| TESTO FORNITO |
--------
Briciole dalla mensa - 32° Domenica T.O. (anno C) - 10 novembre 2019

 

LETTURE

2Mac 7,1-2.9-14   Sal 16   2Ts 2,16-3,5   Lc 20,27-38

 

COMMENTO

Una donna che è stata successivamente moglie di sette fratelli, di chi sarà moglie nella risurrezione? I sadducei («i quali dicono che non c'è risurrezione») presentano un caso a Gesù che, prima ancora di essere assurdo, appare essere una tragica misconoscenza della sofferenza umana. Essi sembrano voler fare teologia sulla pelle del dolore umano, trattato con distacco e cinismo. A loro non interessano le persone: vogliono usarle solo per confutare le credenze che loro rifiutano.
I sadducei consideravano parola di Dio solo i primi cinque libri della Bibbia. In essi non si parla esplicitamente di risurrezione, per tale motivo questi aristocratici religiosi la negavano. Eppure, la stessa Scrittura che essi citano vuole rispondere, seppur in modo incipiente, all'anelito ad una vita che continui dopo la morte. Infatti essi fanno riferimento alla legge del levirato che imponeva ad un uomo di sposare la moglie del suo fratello se questi fosse morto senza avere figli: per «dare una discendenza al proprio fratello». La vita di un uomo continuava nei figli: primo abbozzo di risposta al desiderio di non finire la vita con la morte. Questo sanciva la Legge. I sadducei se ne servono, invece, come un'arma scritturistica contro la fede nella risurrezione.
Dietro a questo c'è una religione che accondiscende e si allinea alle misure umane. La fede nella risurrezione dai morti è scandalo e grande scommessa: perché noi sperimentiamo solo il suo opposto, la morte. Risulta perciò molto più comoda una pseudo fede che rimane dentro una dimensione che sia plausibile dal punto di vista razionale, che sia sostenibile dal punto di vista dell'esperienza e, soprattutto, si conformi al sentire che più si afferma nella società. Un chiaro esempio, seppure in un campo diverso, è il caso di chi, anche fra le gerarchie ecclesiastiche, sostiene che sia necessario entrare in dialogo con i nuovi potenti della società, anche se favoriscono l'odio e il razzismo: è più comodo questo ossequio, rispetto alla coerenza con la radicalità presentata inequivocabilmente del Vangelo, che chiede di stare sempre dalla parte dei poveri.

 

«Quelli che sono giudicati degni della vita futura e della risurrezione dai morti non prendono né moglie né marito». Gesù non nega, nella risurrezione, la ripresa dei rapporti d'amore che abbiamo vissuto in questa vita. Io spero e attendo di riabbracciare i miei genitori e altre persone care nella risurrezione: questo è, per me, il paradiso! Gesù vuole, invece, negare che la vita futura sia una ripresa e una continuazione di questa vita presente, tale da porsi la domanda di chi sarà moglie colei che ha avuto diversi mariti. Il matrimonio non sarà più ridotto a strumento per dare una prole all'uomo al fine che il suo nome continui nei figli: povero surrogato della vita eterna. La liberazione dalla morte garantisce la vita senza fine in Dio. E allora le relazioni d'amore sono libere di essere se stesse: esse sono senza limiti («l'ampiezza, la lunghezza, l'altezza e la profondità dell'amore», Ef 3,18) e le si potrà vivere in una vita senza i limiti della morte.
--------
| INFORMAZIONI FORNITE |

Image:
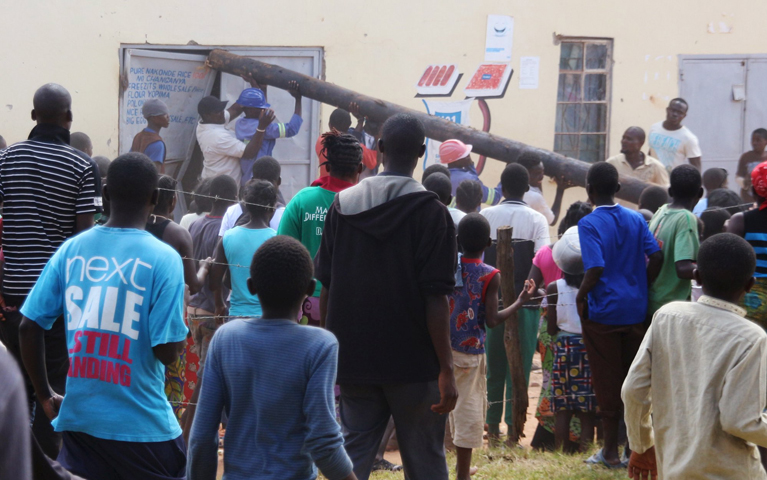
--------
Riprendi il commento sulla risurrezione dai morti e proseguilo dopo la sua ultima frase.

| RISULTATO DELL'ESERCIZIO |
 

«Il Signore è il Dio di Abramo, Dio di Isacco e Dio di Giacobbe. Dio non è dei morti, ma dei viventi». Il Dio dei patriarchi identifica la realtà del suo legame nell’alleanza con loro: una fedeltà divina che non viene meno, nemmeno con la loro morte, perché Dio non può abbandonare quelli che Egli ama. La morte può mettere fine alla vita, ma non all'amore: basta che consideriamo come soffriamo per una persona cara che sia venuta a mancare. Così Dio non può abbandonare nella morte coloro con i quali si è legato con un'alleanza d'amore, che non vuole e non può sciogliere nemmeno dopo la loro morte. Che i patriarchi abbiano vissuto per l'alleanza di Dio con loro, comporta che ora continuino a vivere in Lui e grazie a Lui.
In questo modo, la fede nella risurrezione non risulta essere un misero mezzo per fuggire dal dramma della vita e per rifugiarsi nell'attesa di un lieto fine consolatorio, come dicono coloro che accusano i cristiani di essere dei pii illusi. La fede nella risurrezione è assunzione piena e responsabile del nostro oggi. Per chi viviamo? Per che cosa viviamo? Se Dio dà sostanza e senso alle nostre giornate, se in esse sappiamo sperimentare la sua cura di Padre, possiamo anche guardare avanti, e vedere un esito finale della nostra vita non in buco nero oscuro (la morte), ma nell'orizzonte di una piena realizzazione della nostra umanità.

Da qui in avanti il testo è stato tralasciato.